**Tasks to perform**
1. In the Dark Void preview, what place does the pilot pass through when he is sucked into a void?
2. Repeat the Dark Void preview word for word from "(Jose Perez III)" to "lot of sense.".

** Begin Selected excerpt **

One of the most significant facts about Capcom’s recent
press event is that it was the first time in the company’s 25-year history that
the bulk of games on display were developed outside Japan. Resident Evil 5 and Street
Fighter 4
are obvious Japanese standouts, but European and North
American developers are starting to diversify Capcom’s famously eastern label.

A standout in the company’s developer stable is Airtight
Games. Composed of key members of the last Crimson Skies team from Microsoft
Game Studios, Airtight is developing a flying/shooting hybrid called Dark
Void
. The story follows a pilot sucked into a void through the Bermuda
Triangle, within which he finds a ragtag collection of humans struggling
against a race known as the Watchers. Cannibalizing Watcher technology, the
hero and fellow humans fight this other race on land and in the air.

The key component in Dark Void’s strategy is ‘vertical
cover’. As our demo began, we saw a pretty typical gaming landscape: a weird
vista on which the hero had to shoot and take cover from aliens. But on a whim,
the protagonist can activate a hover pack to fly above and behind enemies,
changing the battle conditions completely.

Dark Void has you battling on column
and cliff faces, taking out minions slowly as you grapple, leap and hover ever
upward. Then, when the hoverpack is upgraded to a rocketpack, you can soar away
much like the Rocketeer. The animation, already impressive when on the ground,
becomes spectacular in the air. Rocketing around looks wonderful, and the
ability to land on other vehicles in flight before hijacking them is one of the
most appealing game actions I’ve seen since the carjack.

In the space of a 30-minute presentation, Dark
Void
went from being only a tiny blip on the radar to one of my most
anticipated games of 2009. Yes, the title is terrible, but the gameplay and
animations look top-notch. I sat in on a small roundtable discussion with
Airtight co-founder (and former VP at Microsoft Game Studios) Ed Fries, chief
designer Jose Perez III and Capcom’s director of design Kraig Kujawa.

Vertical cover is an
inspired idea. Where did it come from?

(Jose Perez III) A lot of it was Ed Fries saying, ‘you’ve
got a week – go!’ At the time I was playing a lot of cover-based games and
looking for something innovative. That was something I was really liking at the
time, to not always have to run around and be in the fray, but to slow down for
a second and think. And then it was 3 in the morning, probably very
sleep-deprived and Bing! I started thinking about all the vertical stuff we
were already doing with UFOs, being able to jump out of those and all the
in-between stuff and it made a lot of sense.

The demo is striking
when you use the hoverpack to go from in front of a cluster of enemies to
behind them. But I’m programmed now to go into cover mode; is that fundamental
re-addressing of convention something we’ll see elsewhere in the game?

** End Selected excerpt **
** Begin Supplied entries **

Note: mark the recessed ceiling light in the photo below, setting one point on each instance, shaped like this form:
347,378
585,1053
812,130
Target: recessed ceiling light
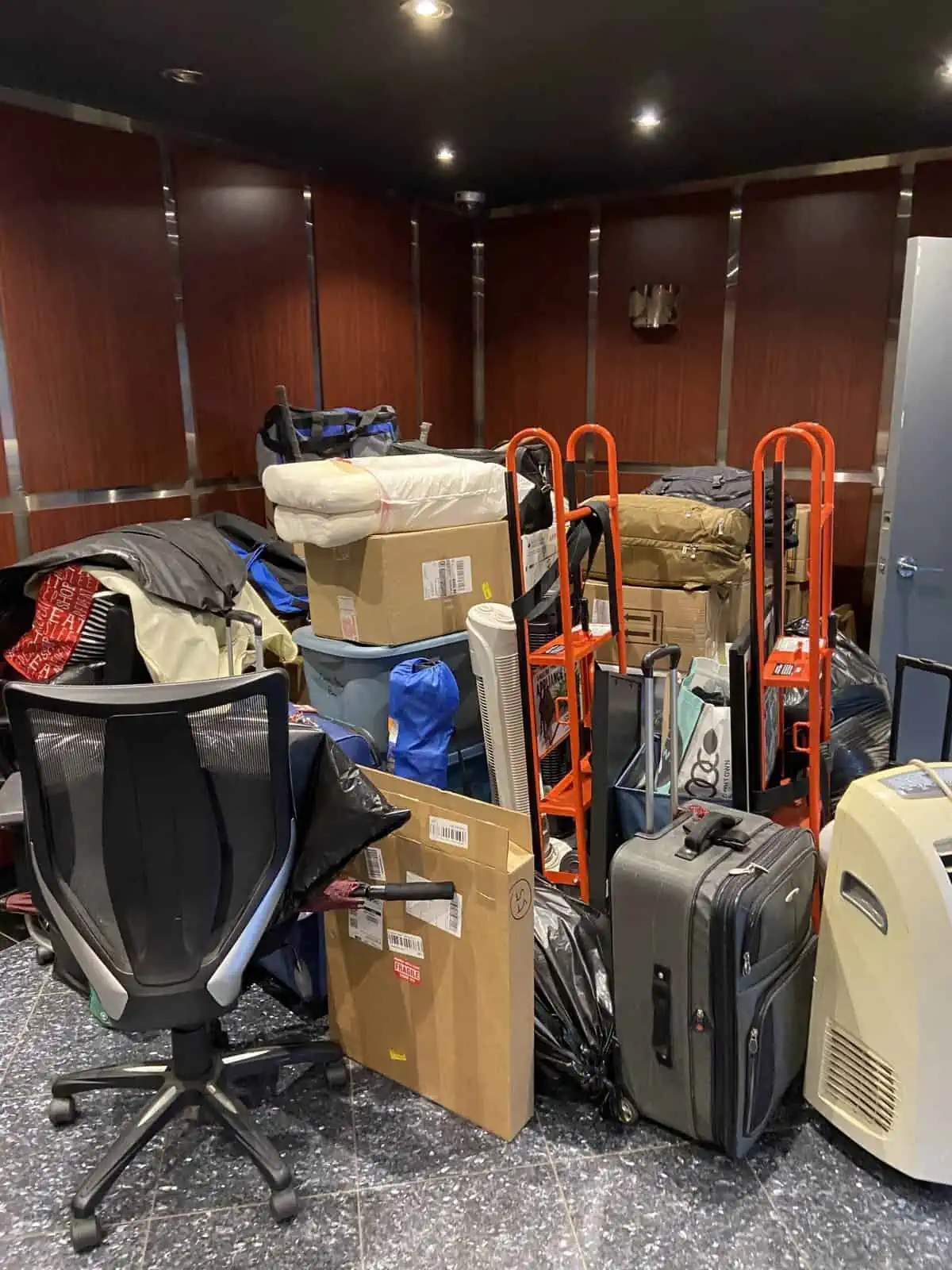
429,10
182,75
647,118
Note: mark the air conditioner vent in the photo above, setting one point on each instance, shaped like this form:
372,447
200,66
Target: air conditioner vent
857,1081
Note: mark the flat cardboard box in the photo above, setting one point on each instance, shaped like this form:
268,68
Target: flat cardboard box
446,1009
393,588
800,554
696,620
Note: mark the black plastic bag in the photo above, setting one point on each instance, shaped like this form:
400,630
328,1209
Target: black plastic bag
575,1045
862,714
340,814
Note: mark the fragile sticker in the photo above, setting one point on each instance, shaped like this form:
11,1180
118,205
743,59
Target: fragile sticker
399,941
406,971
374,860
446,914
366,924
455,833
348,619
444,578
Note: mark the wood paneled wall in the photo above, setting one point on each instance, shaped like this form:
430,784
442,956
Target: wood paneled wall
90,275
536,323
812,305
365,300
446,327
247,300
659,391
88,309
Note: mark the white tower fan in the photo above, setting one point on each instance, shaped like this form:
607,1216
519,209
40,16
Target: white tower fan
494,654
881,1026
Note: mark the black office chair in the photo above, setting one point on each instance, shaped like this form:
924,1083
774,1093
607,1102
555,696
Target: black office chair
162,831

** End Supplied entries **

**Replies**
1. The Bermuda Triangle.

2.
(Jose Perez III) A lot of it was Ed Fries saying, ‘you’ve
got a week – go!’ At the time I was playing a lot of cover-based games and
looking for something innovative. That was something I was really liking at the
time, to not always have to run around and be in the fray, but to slow down for
a second and think. And then it was 3 in the morning, probably very
sleep-deprived and Bing! I started thinking about all the vertical stuff we
were already doing with UFOs, being able to jump out of those and all the
in-between stuff and it made a lot of sense.